-- Start of Material --

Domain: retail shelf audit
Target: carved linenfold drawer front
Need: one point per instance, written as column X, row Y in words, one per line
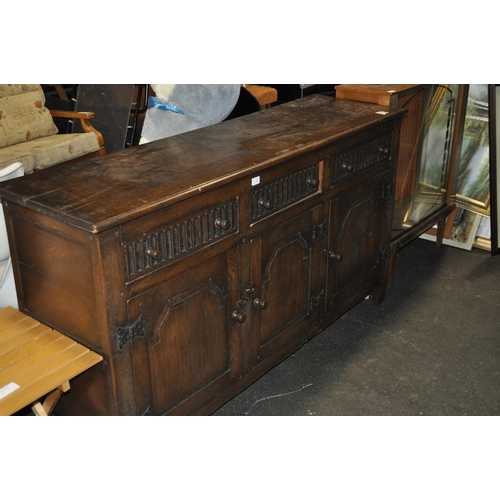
column 175, row 240
column 278, row 194
column 360, row 158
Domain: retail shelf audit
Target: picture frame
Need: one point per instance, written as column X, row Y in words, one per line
column 494, row 114
column 472, row 181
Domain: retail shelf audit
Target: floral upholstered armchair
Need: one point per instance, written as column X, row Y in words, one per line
column 28, row 133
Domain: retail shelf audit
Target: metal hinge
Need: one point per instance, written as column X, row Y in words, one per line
column 128, row 333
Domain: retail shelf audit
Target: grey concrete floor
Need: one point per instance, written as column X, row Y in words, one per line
column 432, row 347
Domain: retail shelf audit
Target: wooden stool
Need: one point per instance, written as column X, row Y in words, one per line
column 36, row 361
column 264, row 95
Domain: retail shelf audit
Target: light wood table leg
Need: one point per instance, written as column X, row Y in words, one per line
column 45, row 409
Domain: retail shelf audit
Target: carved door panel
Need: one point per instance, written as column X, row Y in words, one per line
column 192, row 345
column 287, row 272
column 358, row 228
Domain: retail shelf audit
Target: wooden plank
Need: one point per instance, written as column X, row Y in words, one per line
column 34, row 363
column 26, row 344
column 35, row 360
column 48, row 379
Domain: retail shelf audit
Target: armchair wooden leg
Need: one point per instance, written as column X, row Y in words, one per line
column 45, row 409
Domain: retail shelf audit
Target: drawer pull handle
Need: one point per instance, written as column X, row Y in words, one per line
column 239, row 317
column 261, row 304
column 223, row 224
column 265, row 204
column 154, row 253
column 334, row 256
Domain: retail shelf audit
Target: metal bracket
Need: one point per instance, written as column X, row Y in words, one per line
column 128, row 333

-- End of Material --

What the task requires:
Copy out all of the records above word for word, leaving out the pictures.

Result of the exercise:
Domain: retail shelf audit
Target: carved linenfold drawer front
Need: one point per instance, written as column X, row Y in words, one per line
column 175, row 240
column 278, row 194
column 360, row 158
Domain: retail shelf audit
Target: picture frame
Need: one point per instance, written as column X, row Y in words, one per line
column 494, row 114
column 472, row 181
Domain: retail shelf audit
Target: floral upholstered armchair
Need: one point per instance, written as column X, row Y in words, one per line
column 28, row 133
Domain: retail shelf audit
Target: metal hinge
Need: one point per instance, written as column X, row Y in words, one per line
column 128, row 333
Domain: retail shelf audit
Target: grey concrete floor
Need: one point per instance, written as column X, row Y in words, one per line
column 432, row 347
Domain: retail shelf audit
Target: wooden stool
Need: one point per instance, written as column X, row Y in words, one per line
column 36, row 361
column 264, row 95
Domain: retail shelf audit
Target: light wood table leg
Need: one point per instance, written as column X, row Y in words, one per line
column 45, row 409
Domain: retail shelf audit
Target: carved door panel
Need: one point per instance, written as column X, row Y in words, one per line
column 192, row 345
column 287, row 272
column 358, row 228
Domain: retail shelf audit
Target: wooden plank
Need: one point per instance, written as column X, row Y in words, one per line
column 34, row 363
column 26, row 344
column 35, row 360
column 48, row 379
Domain: retail shelf audit
Target: armchair wooden leg
Need: one point per instance, written as column X, row Y in words, one per line
column 45, row 409
Domain: retail shelf audit
Target: drawer pull handle
Need: one point per instance, written as column X, row Y in words, one per line
column 239, row 317
column 261, row 304
column 223, row 224
column 265, row 204
column 154, row 253
column 334, row 256
Domain: retail shelf audit
Target: metal bracket
Need: one point per instance, written as column X, row Y in words, one per line
column 128, row 333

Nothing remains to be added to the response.